## SHORT TASK
Convert the lines between the one containing "of the **dark" and the one containing "140], [17, 146]]", inclusive, into a JSON list of strings with one string per line and blank lines omitted.

## Extracted records
==============================
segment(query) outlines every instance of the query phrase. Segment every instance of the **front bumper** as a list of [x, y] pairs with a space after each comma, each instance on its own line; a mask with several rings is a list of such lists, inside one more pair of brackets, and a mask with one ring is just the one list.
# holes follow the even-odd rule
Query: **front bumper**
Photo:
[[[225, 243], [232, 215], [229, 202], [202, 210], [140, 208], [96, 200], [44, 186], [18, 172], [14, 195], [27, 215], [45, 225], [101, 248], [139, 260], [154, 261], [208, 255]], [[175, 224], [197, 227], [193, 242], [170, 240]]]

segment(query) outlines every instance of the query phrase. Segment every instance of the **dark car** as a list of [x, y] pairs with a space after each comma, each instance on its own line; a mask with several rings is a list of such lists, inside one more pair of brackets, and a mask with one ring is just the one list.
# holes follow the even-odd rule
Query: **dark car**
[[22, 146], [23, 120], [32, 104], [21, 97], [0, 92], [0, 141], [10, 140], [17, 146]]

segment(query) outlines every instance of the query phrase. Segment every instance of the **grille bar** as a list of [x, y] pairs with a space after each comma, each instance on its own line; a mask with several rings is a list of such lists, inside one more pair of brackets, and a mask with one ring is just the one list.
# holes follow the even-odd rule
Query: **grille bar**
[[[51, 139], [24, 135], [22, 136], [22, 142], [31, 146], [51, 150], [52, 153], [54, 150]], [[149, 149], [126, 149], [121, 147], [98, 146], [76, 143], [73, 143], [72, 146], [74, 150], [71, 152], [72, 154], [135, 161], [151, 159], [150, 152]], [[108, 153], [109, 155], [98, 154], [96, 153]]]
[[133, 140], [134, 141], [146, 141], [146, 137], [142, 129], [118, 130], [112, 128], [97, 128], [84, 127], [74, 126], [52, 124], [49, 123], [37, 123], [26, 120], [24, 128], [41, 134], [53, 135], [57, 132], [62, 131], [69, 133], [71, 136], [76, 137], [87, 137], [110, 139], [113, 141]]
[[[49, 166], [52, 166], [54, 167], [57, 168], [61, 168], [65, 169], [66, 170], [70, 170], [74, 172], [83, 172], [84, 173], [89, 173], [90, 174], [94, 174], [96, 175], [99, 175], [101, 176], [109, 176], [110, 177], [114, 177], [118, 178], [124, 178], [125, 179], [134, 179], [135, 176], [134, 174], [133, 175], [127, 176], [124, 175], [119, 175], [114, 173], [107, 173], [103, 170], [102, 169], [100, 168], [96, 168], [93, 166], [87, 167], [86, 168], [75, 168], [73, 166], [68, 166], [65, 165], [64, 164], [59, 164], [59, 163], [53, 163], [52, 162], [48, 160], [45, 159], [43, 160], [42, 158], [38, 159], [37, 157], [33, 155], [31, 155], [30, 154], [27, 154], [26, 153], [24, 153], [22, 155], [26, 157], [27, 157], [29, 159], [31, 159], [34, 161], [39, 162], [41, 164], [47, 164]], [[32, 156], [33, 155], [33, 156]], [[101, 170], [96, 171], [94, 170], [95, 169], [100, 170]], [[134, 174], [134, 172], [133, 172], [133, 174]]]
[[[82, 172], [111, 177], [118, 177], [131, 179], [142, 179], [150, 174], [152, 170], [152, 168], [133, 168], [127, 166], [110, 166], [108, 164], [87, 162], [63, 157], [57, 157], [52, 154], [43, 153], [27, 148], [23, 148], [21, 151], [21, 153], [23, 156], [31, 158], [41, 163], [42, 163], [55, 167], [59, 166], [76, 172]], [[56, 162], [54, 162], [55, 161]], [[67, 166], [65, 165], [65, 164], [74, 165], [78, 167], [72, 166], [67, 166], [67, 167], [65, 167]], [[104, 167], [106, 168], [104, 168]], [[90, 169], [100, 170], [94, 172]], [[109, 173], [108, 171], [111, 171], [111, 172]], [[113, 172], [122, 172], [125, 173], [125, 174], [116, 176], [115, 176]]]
==============================
## COMPLETED EXERCISE
[
  "segment(query) outlines every instance of the query phrase. Segment every instance of the **dark car** as a list of [x, y] pairs with a space after each comma, each instance on its own line; a mask with several rings is a list of such lists, inside one more pair of brackets, and a mask with one ring is just the one list.",
  "# holes follow the even-odd rule",
  "Query: **dark car**",
  "[[22, 146], [23, 120], [32, 104], [21, 97], [0, 92], [0, 141], [10, 140], [17, 146]]"
]